TASK INSTRUCTIONS —
Images are to be skipped; everything else in the records must be repeated exactly.

SUPPLIED RECORDS —
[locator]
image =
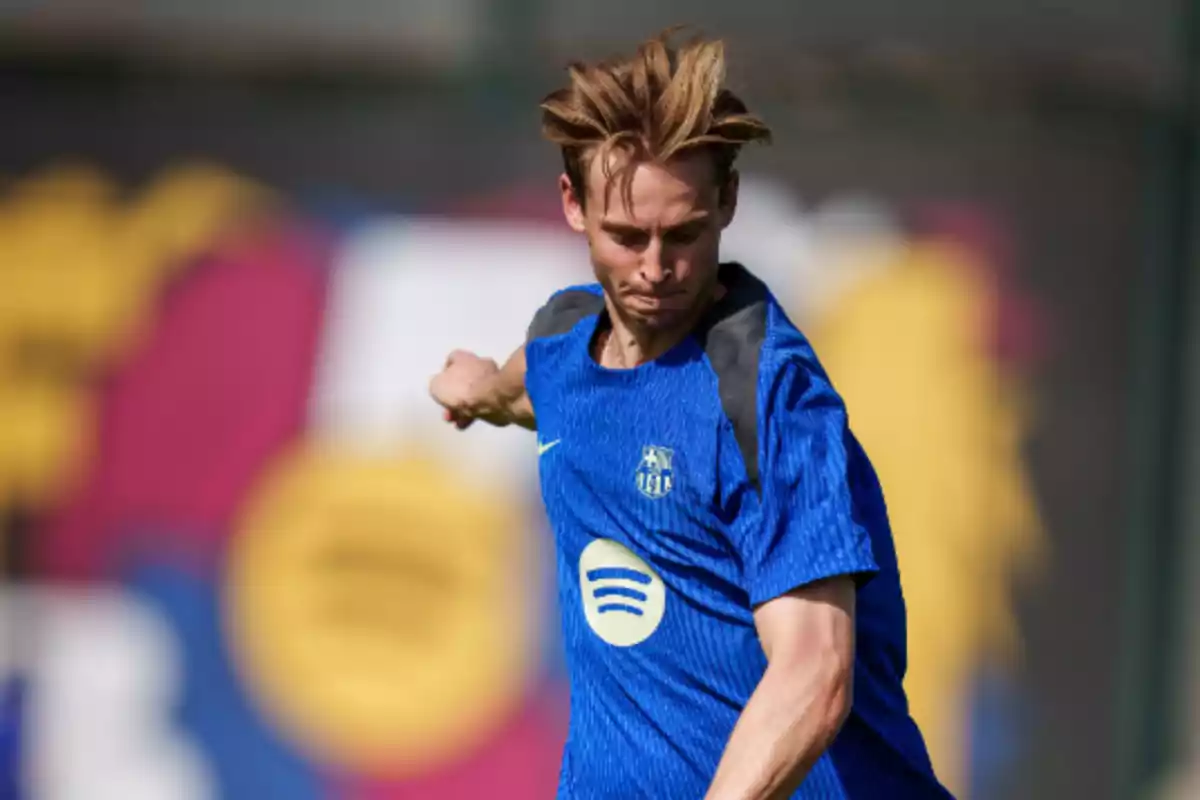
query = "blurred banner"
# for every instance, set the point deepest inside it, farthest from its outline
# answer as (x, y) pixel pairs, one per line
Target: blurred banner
(243, 555)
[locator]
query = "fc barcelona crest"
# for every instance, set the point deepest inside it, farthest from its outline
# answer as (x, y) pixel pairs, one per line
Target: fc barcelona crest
(654, 474)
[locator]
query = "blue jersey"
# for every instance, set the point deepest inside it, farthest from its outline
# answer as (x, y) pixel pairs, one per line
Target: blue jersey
(682, 493)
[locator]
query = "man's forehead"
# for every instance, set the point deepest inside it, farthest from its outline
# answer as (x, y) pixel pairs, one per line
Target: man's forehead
(655, 193)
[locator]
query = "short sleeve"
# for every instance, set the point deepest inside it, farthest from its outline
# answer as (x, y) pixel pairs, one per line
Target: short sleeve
(563, 311)
(810, 527)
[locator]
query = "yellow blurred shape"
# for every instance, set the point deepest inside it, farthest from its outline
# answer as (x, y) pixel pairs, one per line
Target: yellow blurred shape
(43, 433)
(381, 612)
(906, 350)
(79, 271)
(189, 206)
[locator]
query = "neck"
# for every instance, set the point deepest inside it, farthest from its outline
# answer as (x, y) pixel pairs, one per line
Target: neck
(628, 343)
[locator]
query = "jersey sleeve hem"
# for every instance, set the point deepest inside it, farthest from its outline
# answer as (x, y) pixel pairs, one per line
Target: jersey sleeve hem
(786, 575)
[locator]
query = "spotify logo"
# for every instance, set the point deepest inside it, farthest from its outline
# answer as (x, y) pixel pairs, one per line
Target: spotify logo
(623, 599)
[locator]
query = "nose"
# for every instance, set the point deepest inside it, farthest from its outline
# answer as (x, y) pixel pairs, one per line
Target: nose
(654, 271)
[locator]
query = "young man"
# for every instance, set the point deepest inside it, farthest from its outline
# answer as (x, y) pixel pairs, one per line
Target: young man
(731, 602)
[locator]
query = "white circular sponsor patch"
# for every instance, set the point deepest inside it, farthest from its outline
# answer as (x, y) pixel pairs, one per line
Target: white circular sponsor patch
(623, 599)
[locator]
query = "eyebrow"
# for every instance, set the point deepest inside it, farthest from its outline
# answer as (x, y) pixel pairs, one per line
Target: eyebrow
(616, 227)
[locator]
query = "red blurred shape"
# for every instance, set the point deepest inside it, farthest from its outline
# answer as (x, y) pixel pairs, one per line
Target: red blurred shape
(216, 389)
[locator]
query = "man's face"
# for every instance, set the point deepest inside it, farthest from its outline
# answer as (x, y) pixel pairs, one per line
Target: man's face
(657, 257)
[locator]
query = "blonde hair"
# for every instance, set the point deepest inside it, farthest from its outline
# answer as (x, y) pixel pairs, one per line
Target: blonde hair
(652, 107)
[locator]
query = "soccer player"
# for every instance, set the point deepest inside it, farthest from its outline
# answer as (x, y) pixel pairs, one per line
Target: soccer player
(731, 602)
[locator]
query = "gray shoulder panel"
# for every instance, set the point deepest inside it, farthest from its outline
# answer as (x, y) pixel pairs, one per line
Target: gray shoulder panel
(732, 334)
(563, 312)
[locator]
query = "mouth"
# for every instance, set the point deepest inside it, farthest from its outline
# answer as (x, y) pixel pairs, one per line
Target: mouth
(659, 301)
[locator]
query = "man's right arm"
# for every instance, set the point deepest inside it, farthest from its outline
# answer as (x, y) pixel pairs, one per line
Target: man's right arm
(471, 388)
(502, 398)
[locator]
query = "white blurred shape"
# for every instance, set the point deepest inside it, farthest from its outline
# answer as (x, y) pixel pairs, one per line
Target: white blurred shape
(809, 259)
(105, 675)
(405, 294)
(769, 235)
(853, 238)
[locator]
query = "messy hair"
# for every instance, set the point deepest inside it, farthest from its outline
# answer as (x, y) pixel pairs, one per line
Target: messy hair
(652, 107)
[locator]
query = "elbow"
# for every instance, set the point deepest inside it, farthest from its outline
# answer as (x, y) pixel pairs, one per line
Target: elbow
(821, 689)
(837, 693)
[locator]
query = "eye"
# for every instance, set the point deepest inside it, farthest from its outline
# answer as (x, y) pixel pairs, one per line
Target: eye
(631, 239)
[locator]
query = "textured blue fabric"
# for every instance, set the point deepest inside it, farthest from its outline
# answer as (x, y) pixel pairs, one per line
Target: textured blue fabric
(645, 461)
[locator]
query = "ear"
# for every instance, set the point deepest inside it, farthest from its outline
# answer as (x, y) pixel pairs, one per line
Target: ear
(729, 199)
(571, 206)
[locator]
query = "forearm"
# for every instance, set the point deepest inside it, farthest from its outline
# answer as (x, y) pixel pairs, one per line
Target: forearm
(501, 398)
(790, 721)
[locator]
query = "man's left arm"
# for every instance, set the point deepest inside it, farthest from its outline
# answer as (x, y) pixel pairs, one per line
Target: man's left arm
(803, 697)
(803, 559)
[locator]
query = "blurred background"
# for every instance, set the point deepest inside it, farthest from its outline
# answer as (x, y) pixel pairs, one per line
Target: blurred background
(243, 558)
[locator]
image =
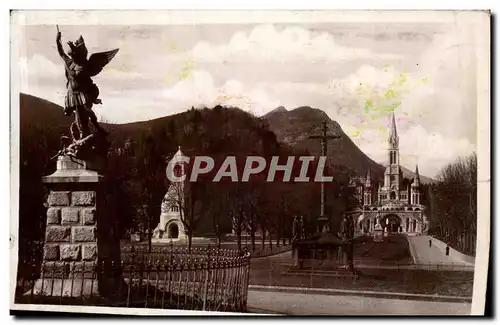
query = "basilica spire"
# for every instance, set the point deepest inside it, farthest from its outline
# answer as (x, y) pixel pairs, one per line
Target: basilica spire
(416, 181)
(393, 135)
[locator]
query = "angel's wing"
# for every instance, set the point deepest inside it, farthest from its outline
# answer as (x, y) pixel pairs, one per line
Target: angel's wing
(97, 61)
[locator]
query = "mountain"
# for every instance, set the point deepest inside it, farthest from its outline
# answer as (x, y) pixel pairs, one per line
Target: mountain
(294, 127)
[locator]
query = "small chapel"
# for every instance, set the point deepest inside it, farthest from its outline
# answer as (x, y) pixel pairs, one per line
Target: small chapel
(170, 228)
(393, 207)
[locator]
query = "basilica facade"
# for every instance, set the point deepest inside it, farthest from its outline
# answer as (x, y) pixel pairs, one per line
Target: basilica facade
(397, 208)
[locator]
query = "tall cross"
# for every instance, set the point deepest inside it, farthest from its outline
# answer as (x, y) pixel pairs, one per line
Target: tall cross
(324, 138)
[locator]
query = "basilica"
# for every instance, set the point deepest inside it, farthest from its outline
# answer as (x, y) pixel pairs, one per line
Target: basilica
(397, 208)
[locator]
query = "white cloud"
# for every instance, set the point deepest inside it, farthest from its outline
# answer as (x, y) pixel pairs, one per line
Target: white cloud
(441, 113)
(199, 89)
(267, 43)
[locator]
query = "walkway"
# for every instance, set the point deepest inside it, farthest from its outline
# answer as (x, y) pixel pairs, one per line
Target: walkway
(319, 304)
(435, 254)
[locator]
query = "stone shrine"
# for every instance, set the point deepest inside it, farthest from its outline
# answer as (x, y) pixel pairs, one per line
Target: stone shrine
(170, 227)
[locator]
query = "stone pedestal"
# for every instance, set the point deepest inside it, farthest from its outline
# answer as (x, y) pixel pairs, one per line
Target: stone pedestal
(78, 239)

EXERCISE RESULT —
[locator]
image =
query = "blurred banner"
# for every instance, set the point deepest inside it, farthest from its outline
# answer as (x, y) pixel pairs, one per line
Target: blurred banner
(243, 555)
[locator]
query = "fc barcelona crest"
# for every instance, set the point deepest inside it, farthest from its outline
# answer as (x, y) pixel pairs, one per line
Target: fc barcelona crest
(654, 474)
[locator]
query = "blue jersey"
# for every instance, set the point deepest inside it, farthest from its outline
# answer as (x, y) pixel pairs, one per line
Target: blue jersey
(682, 493)
[locator]
query = "man's forehead"
# for every instance, set the point deepest inside it, farthest from its outline
# answer as (x, y) pixel pairs, one per line
Target: man's forehead
(655, 193)
[locator]
query = "short sleeve"
# for every instance, set the point deepest inside it, farthest from its outline
# answer as (x, y) pixel pairs, one per line
Target: short sleeve
(563, 311)
(810, 527)
[locator]
query = "yellow blurred shape"
# for every instance, set the point deepest inside it, farthest from its outline
# answer as (x, y) pixel pairs, one per line
Target: yellow blurred shape
(43, 433)
(381, 612)
(906, 350)
(79, 271)
(189, 206)
[locator]
query = "neck"
# for every instance, set the point deepest inside it, farthest from its outline
# answer as (x, y) pixel pairs, one per line
Target: neck
(628, 343)
[locator]
query = "jersey sleeve hem"
# for every instance, set the point deepest inside it, farthest from its outline
# answer as (x, y) pixel pairs, one per line
Target: jersey sleeve hem
(786, 575)
[locator]
query = "spotify logo"
# for every instance, set the point deepest inside it, farthest from its outline
# answer as (x, y) pixel pairs, one per line
Target: spotify logo
(623, 599)
[locator]
query = "nose"
# for every instance, set the point deepest inside it, farthest from its outline
# answer as (x, y) pixel pairs, one per line
Target: nose
(654, 271)
[locator]
query = "young man"
# for every instance, set the point deepest inside it, farthest from its outline
# answer as (x, y) pixel pairs, one per line
Target: young man
(731, 602)
[locator]
query = "white circular sponsor patch"
# for every instance, set the point deepest inside it, farthest from its outline
# answer as (x, y) pixel pairs, one per line
Target: white circular sponsor patch
(623, 599)
[locator]
query = "eyebrow"
# for every instance, set the point deepest inside it, farthest from its outline
# answer as (x, y) pixel pairs, one per line
Target: eyebrow
(616, 227)
[locator]
query = "red blurred shape"
# for every instance, set the point deepest inside it, farthest from its outline
# answer as (x, y) pixel pairs, one per line
Target: red blurred shape
(216, 389)
[locator]
query = "man's face"
# for every instance, set the point deepest inside it, farthest from its outline
# answer as (x, y) pixel pairs, one per line
Target: man's face
(657, 257)
[locator]
query = "blonde hair"
# for every instance, set the point deepest inside it, farthest from its outline
# answer as (x, y) pixel pairs, one per line
Target: blonde hair
(652, 107)
[locator]
query = "soccer player"
# for every instance, set the point deepest inside it, farthest from its outline
# answer as (x, y) pixel pairs, one per line
Target: soccer player
(731, 602)
[locator]
query = "gray shoulder panel"
# for every instance, set the point deepest inside it, farthest from its outline
# answer as (x, y) pixel pairs, one per line
Target: gray shoulder panel
(732, 334)
(563, 312)
[locator]
query = "mouth"
# for every instance, set the point deepest inside it, farthest from its outline
# answer as (x, y) pixel pairs, one per line
Target: mouth
(659, 301)
[locator]
query = "man's right arm"
# for every instance, set the point deepest inside it, farthest from its outline
# answer as (x, y) pixel pairs, one per line
Target: man's right arm
(471, 388)
(502, 398)
[locator]
query = "white blurred shape"
# for every instance, set the point deepest inside it, farthest from its outline
# answer as (x, y) pixel pairs, one per line
Target: white blurred shape
(809, 259)
(105, 675)
(405, 294)
(769, 235)
(853, 238)
[locator]
query = "messy hair"
# for every instance, set the point deepest inside it, farthest from its outline
# answer as (x, y) pixel pairs, one per line
Target: messy hair
(652, 107)
[locator]
query = "elbow"
# for every instance, set the point deepest inside it, farthest from its outline
# answer as (x, y) pixel pairs, one per line
Target: elbow
(821, 689)
(837, 693)
[locator]
query = "eye"
# for every instance, set the point deepest inside it, farthest from its outline
# answer as (x, y) pixel pairs, one per line
Target: eye
(631, 239)
[locator]
query = "textured blue fabric"
# for every instance, set the point deepest inside it, farthest from its outline
# answer as (x, y) pixel pairs, one per line
Target: textured blue fabric
(645, 461)
[locator]
query = "ear"
# for every instance, set the point deepest inside it, farthest from its outline
# answer as (x, y) pixel pairs, one per line
Target: ear
(729, 199)
(571, 206)
[locator]
query = "forearm"
# for every instance, set the point deepest inside it, farthest from its outline
# answer as (x, y) pixel pairs, one per line
Target: forearm
(501, 398)
(790, 721)
[locator]
query = "man's left arm"
# for every instance, set the point deepest inside it, farthest from its outline
# answer as (x, y) pixel pairs, one per line
Target: man's left arm
(803, 697)
(803, 559)
[locator]
query = "blurred background"
# for every instance, set the point deepest inside it, farthest from its outline
# answer as (x, y) pixel pairs, one per line
Target: blurred background
(243, 558)
[locator]
image =
query = "basilica spire"
# for every instance, set the point deepest inside it, farthest from its outline
# answer as (x, y) pixel pairs, one per line
Target: basilica spire
(416, 181)
(393, 135)
[locator]
query = "angel's wing"
# for every instance, set the point deepest inside it, farthest from its outline
# answer as (x, y) pixel pairs, one per line
Target: angel's wing
(97, 61)
[locator]
query = "mountain"
# for every instance, set the point deepest inside it, farthest from its outline
# answer as (x, y) pixel pairs, one per line
Target: mountain
(294, 127)
[locator]
query = "small chapel"
# for every instance, set the point deepest inside it, farthest from its outline
# answer as (x, y) pixel pairs, one per line
Target: small chapel
(170, 228)
(393, 207)
[locator]
query = "basilica facade"
# for every instance, set the point deepest inside it, farthest from its outline
# answer as (x, y) pixel pairs, one per line
Target: basilica facade
(397, 208)
[locator]
query = "tall cross"
# for every instance, set the point deepest inside it, farthest from its outline
# answer as (x, y) pixel pairs, one per line
Target: tall cross
(324, 138)
[locator]
query = "basilica"
# for every instance, set the point deepest inside it, farthest from its outline
# answer as (x, y) pixel pairs, one per line
Target: basilica
(397, 208)
[locator]
query = "white cloud"
# for every instance, set the point deepest inside it, farthest from its outline
# answer as (x, y) pixel pairs, one per line
Target: white cloud
(441, 113)
(199, 89)
(267, 43)
[locator]
query = "walkway"
# for every instance, set the point deepest inside it, farthest from its outline
# answer as (x, y) pixel pairs, one per line
Target: walkway
(319, 304)
(435, 254)
[locator]
query = "stone shrine"
# for every instance, set the point deepest inside it, farthest from its outline
# answer as (x, y) pixel pairs, one per line
Target: stone shrine
(170, 227)
[locator]
query = "stone pedestal"
# for every instance, set the point deepest inside it, farthest from its outline
# answer as (x, y) pixel pairs, one per line
Target: stone pedestal
(78, 239)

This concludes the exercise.